[Set problem] Starting from the beginning of the records and going on through the line that contains "35,239,145,511", rewrite those lines as a numbered list, omitting any blank lines.

[Provided data]
····················

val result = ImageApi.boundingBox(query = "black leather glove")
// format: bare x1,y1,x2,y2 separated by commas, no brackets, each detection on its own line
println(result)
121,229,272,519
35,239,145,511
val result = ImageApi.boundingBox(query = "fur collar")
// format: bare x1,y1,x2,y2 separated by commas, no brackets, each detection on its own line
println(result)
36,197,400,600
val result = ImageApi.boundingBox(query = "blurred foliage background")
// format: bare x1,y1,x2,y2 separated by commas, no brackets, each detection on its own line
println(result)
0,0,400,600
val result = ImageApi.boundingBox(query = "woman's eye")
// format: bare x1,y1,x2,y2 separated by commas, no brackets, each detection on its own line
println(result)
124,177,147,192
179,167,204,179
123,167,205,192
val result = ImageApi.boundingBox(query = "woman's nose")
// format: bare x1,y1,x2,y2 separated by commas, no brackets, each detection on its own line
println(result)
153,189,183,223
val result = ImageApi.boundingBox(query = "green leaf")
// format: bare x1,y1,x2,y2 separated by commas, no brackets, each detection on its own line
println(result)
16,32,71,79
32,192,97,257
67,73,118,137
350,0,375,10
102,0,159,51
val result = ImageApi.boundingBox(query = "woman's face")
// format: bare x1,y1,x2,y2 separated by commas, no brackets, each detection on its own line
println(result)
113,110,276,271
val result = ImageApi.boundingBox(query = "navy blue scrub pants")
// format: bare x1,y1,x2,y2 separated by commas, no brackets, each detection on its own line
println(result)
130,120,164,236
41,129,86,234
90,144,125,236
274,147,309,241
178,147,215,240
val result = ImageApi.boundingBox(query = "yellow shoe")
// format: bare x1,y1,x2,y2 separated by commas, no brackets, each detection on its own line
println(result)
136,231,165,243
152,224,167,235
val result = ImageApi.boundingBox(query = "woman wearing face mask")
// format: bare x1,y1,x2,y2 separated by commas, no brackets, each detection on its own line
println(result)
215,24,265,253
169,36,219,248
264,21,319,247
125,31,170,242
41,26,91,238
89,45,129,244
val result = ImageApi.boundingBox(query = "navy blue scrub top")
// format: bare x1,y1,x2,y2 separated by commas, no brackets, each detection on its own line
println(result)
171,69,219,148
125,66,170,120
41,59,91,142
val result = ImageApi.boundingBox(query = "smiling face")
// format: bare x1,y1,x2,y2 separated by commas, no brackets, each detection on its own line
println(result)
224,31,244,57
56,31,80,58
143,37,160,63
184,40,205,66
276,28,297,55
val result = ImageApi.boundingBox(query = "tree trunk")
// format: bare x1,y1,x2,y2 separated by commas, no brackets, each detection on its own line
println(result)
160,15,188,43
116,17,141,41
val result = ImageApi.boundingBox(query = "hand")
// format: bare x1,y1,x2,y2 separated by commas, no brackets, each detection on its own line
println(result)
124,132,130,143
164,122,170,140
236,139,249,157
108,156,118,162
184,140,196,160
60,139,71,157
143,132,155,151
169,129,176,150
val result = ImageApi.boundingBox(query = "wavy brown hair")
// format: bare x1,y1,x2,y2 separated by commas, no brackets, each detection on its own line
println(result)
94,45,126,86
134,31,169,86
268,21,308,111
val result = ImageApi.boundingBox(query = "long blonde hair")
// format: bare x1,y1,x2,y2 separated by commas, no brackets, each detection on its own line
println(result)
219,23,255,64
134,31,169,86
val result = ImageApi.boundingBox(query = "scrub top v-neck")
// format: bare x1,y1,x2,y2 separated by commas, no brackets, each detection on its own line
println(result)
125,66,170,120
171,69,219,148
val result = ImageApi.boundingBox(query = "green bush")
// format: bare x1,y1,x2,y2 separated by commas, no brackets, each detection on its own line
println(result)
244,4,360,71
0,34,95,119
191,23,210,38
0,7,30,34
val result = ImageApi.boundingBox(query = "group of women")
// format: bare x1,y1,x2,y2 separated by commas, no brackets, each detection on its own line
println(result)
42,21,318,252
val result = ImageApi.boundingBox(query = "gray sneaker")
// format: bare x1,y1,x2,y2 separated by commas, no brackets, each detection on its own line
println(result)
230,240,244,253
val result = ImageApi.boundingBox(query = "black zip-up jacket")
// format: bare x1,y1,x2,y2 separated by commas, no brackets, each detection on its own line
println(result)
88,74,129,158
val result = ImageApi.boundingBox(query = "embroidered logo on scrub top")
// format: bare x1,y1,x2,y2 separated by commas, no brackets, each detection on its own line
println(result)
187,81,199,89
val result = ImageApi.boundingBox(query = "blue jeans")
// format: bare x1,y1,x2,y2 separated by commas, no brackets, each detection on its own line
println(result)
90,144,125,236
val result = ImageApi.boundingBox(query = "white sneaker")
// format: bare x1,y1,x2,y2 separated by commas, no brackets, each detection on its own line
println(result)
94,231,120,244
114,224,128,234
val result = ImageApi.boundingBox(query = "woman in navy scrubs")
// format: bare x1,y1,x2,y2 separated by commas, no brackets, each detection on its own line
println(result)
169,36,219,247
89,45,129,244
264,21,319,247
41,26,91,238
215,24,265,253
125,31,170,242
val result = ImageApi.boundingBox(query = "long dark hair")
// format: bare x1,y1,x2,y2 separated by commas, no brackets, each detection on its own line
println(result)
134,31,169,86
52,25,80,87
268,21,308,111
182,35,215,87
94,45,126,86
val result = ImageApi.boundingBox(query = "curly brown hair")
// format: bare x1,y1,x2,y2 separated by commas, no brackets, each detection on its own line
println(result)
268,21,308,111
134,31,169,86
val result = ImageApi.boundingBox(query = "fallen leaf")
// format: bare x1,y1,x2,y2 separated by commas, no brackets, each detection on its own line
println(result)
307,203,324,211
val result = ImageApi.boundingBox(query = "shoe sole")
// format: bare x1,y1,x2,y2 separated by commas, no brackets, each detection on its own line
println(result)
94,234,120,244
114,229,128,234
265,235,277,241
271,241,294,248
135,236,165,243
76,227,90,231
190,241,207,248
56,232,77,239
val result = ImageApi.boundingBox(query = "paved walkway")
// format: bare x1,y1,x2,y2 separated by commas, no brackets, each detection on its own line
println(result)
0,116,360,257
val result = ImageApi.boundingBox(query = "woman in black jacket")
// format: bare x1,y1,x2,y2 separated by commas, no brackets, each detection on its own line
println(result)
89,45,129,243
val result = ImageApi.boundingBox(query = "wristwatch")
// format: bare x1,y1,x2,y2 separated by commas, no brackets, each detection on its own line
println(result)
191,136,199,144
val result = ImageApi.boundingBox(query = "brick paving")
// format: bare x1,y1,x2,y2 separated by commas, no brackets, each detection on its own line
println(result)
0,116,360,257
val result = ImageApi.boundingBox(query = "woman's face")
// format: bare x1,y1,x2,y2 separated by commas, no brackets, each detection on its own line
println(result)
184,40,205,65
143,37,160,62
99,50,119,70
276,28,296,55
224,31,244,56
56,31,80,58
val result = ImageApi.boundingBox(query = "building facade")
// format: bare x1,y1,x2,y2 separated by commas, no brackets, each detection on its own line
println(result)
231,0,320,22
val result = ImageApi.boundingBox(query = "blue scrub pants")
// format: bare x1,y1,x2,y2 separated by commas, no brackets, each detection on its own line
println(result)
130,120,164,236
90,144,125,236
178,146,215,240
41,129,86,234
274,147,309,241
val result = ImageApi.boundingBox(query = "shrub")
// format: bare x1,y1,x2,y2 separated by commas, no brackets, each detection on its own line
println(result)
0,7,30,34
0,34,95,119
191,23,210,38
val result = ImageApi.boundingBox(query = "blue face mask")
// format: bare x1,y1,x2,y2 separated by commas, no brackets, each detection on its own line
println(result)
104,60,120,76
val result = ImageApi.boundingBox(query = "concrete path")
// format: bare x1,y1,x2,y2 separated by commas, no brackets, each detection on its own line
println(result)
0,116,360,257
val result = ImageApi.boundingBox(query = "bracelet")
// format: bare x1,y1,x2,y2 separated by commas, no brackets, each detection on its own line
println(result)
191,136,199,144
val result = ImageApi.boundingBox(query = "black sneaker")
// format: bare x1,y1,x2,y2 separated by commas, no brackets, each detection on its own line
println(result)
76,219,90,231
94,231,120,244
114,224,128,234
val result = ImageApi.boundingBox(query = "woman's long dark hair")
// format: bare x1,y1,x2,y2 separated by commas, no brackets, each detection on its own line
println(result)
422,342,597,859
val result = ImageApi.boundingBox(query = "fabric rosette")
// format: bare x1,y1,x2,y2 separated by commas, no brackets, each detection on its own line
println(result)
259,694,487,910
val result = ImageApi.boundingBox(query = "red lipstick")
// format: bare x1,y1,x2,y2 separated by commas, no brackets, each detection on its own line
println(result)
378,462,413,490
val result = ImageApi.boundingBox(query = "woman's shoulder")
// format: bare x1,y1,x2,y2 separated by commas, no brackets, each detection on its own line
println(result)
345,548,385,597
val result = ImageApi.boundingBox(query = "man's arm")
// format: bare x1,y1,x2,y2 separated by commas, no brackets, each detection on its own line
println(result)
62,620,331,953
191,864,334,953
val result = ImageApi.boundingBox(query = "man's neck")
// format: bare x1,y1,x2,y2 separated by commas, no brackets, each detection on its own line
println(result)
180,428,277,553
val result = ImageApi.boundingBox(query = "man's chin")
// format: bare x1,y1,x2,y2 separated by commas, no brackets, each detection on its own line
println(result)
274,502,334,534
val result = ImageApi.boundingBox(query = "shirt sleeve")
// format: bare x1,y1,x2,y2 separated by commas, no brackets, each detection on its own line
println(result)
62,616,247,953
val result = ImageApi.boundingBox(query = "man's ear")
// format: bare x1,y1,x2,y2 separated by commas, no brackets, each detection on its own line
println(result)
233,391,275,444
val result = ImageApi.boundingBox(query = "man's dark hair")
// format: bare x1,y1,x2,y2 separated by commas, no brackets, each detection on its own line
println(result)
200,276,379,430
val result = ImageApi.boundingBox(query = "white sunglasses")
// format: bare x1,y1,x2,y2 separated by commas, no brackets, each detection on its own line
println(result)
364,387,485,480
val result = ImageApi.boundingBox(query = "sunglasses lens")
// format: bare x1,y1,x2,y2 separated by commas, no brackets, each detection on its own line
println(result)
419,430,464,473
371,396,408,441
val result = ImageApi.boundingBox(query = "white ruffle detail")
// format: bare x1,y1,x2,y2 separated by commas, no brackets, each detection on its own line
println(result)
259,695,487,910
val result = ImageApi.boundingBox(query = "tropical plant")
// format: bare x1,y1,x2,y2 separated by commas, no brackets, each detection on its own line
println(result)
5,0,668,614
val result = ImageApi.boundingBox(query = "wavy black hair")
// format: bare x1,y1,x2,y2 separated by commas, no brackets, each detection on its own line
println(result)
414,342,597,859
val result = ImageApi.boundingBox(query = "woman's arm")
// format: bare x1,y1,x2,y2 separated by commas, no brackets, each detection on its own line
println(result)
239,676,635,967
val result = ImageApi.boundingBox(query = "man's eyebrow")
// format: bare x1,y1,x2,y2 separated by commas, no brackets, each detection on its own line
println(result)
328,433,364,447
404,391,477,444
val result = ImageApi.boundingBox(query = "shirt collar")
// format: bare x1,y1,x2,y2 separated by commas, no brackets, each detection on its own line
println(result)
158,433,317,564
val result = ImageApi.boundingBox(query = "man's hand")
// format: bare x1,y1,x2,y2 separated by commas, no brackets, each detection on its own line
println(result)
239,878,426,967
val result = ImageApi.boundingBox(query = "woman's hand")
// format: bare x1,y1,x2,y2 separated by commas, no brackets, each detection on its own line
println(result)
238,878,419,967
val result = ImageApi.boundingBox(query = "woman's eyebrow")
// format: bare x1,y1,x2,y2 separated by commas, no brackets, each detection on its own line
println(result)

····················

[In response]
1. val result = ImageApi.boundingBox(query = "black leather glove")
2. // format: bare x1,y1,x2,y2 separated by commas, no brackets, each detection on its own line
3. println(result)
4. 121,229,272,519
5. 35,239,145,511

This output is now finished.